━━━━━ RECORD EXTRACTS ━━━━━
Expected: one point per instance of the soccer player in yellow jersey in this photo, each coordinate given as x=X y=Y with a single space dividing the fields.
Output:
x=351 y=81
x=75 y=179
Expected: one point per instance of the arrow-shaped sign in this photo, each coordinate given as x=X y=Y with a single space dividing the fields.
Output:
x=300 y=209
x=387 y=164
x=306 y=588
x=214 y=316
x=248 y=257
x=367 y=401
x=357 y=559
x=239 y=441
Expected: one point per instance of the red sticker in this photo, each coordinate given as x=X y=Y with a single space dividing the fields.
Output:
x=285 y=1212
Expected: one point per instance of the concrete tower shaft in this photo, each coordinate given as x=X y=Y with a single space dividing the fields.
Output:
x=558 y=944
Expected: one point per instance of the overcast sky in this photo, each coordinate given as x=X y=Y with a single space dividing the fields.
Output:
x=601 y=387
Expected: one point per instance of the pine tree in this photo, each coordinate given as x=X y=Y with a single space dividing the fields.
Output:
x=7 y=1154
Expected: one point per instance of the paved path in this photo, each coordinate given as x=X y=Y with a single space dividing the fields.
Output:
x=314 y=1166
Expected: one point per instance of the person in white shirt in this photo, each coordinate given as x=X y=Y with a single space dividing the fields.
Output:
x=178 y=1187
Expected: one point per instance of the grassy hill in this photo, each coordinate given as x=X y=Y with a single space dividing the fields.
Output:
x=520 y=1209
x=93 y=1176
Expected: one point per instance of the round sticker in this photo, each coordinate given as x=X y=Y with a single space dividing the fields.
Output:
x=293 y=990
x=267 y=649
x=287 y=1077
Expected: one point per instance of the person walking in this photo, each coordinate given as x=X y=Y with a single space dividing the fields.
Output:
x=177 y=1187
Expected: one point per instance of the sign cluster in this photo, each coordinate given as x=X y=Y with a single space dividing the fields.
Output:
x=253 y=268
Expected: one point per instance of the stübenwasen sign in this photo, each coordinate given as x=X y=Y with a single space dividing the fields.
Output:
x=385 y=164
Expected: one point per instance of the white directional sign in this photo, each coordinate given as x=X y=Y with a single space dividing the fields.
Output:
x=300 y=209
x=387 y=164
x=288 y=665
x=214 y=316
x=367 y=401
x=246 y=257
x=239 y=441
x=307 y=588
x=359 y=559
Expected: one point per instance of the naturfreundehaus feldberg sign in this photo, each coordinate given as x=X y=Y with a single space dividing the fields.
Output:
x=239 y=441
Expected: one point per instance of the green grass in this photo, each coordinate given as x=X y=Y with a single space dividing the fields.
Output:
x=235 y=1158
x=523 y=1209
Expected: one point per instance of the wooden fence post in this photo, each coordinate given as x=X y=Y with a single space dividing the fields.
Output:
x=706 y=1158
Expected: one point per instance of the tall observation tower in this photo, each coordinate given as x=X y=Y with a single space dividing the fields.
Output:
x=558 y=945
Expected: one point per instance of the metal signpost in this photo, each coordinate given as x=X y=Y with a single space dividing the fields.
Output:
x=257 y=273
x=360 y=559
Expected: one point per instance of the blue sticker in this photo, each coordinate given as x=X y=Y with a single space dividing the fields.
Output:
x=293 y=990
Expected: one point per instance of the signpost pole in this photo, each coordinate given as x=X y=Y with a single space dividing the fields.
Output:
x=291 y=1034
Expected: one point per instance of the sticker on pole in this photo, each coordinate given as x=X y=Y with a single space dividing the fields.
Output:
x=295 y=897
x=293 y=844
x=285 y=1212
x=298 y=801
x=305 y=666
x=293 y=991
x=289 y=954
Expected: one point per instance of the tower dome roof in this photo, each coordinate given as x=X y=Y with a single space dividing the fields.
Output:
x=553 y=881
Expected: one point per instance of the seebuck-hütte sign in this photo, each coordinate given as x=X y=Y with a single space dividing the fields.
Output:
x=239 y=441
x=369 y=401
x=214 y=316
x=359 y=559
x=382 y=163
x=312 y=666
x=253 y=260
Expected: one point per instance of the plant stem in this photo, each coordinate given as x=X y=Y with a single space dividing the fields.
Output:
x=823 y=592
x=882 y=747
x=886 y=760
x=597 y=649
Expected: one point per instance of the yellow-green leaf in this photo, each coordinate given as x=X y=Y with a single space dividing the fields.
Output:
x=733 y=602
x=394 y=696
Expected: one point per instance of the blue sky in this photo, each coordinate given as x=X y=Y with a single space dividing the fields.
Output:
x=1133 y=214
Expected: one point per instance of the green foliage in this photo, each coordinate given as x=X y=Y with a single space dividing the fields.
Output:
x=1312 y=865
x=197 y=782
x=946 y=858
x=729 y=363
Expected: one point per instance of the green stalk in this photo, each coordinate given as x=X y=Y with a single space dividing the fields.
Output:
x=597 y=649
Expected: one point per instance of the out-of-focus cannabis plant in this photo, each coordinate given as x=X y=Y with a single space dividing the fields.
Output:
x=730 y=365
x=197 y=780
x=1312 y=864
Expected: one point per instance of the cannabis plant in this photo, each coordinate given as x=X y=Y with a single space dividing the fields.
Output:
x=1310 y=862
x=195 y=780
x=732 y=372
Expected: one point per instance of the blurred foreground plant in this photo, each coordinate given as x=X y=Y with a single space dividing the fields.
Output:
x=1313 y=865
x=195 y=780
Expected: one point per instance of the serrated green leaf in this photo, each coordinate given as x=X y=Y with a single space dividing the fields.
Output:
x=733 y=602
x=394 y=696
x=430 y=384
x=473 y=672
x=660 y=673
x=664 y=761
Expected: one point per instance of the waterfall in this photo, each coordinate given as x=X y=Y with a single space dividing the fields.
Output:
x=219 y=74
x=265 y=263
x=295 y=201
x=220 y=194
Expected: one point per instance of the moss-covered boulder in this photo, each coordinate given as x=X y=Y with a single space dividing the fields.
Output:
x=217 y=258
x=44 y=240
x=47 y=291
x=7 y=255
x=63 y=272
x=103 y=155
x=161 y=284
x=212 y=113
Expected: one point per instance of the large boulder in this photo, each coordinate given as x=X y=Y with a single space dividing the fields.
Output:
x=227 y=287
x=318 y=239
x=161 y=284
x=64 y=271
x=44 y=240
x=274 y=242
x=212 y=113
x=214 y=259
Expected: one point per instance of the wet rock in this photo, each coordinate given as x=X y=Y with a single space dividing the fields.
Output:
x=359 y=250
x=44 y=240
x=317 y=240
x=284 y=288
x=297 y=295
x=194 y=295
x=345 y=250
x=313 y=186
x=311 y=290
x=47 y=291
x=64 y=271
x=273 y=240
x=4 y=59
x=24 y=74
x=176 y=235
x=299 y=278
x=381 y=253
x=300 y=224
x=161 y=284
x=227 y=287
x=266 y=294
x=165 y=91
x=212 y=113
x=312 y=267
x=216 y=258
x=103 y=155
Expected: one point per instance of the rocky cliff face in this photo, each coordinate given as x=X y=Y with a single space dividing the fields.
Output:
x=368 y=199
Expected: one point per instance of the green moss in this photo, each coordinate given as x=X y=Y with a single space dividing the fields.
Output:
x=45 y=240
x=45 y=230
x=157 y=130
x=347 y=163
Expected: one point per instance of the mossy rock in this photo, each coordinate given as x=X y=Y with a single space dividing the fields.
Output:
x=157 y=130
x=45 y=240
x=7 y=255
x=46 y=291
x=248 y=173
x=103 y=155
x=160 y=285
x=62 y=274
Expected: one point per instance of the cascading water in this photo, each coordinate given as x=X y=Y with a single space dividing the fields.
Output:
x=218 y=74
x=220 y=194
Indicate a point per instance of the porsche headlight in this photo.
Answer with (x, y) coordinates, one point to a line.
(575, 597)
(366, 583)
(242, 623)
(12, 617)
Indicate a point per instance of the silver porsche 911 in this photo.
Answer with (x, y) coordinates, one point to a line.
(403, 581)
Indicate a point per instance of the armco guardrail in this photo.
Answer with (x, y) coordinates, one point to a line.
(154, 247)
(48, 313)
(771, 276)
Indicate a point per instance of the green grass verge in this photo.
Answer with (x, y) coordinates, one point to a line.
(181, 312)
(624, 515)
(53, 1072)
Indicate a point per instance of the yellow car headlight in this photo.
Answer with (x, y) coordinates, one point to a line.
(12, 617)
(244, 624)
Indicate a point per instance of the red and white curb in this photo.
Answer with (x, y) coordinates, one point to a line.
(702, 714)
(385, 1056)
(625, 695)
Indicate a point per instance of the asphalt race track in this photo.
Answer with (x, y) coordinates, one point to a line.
━━━━━
Set down exactly the lines of the listing above, from the line holding "Indicate a point per instance of the asphalt" through its last line, with nothing added.

* OUTPUT:
Indicate a point per instance of the asphalt race track in this photo.
Answer with (x, y) coordinates, one point to a line.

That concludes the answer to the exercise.